Dataset items
╔══
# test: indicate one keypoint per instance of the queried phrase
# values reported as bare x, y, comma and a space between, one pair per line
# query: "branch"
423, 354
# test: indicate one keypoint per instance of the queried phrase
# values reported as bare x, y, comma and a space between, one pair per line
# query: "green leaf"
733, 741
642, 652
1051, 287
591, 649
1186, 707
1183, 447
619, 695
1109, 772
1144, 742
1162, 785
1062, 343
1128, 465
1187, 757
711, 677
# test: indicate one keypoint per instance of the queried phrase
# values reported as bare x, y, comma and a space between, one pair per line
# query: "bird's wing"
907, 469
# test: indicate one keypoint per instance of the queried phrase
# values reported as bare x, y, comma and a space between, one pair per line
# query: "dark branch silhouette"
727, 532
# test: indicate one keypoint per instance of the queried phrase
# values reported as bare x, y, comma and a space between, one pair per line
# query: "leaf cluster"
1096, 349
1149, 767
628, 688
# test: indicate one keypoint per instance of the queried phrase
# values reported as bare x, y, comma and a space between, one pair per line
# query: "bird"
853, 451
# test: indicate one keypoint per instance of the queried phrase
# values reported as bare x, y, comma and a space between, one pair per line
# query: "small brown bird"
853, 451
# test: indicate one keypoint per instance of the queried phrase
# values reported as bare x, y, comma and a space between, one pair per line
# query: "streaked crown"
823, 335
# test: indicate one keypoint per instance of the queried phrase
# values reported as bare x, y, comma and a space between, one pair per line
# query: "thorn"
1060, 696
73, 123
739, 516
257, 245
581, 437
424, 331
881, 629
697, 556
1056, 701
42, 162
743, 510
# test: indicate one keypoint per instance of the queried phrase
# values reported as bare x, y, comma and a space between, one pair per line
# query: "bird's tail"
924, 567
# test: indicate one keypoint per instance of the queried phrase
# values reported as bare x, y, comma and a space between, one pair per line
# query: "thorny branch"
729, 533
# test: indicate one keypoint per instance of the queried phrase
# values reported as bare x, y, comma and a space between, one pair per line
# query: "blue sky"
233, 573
╚══
• The task:
Pull out each line in the listing above that contains the string "bird", and copy it whole. Case counts.

• Response to this task:
# query: "bird's wing"
# query: "bird"
# query: "small brown bird"
# query: "bird's tail"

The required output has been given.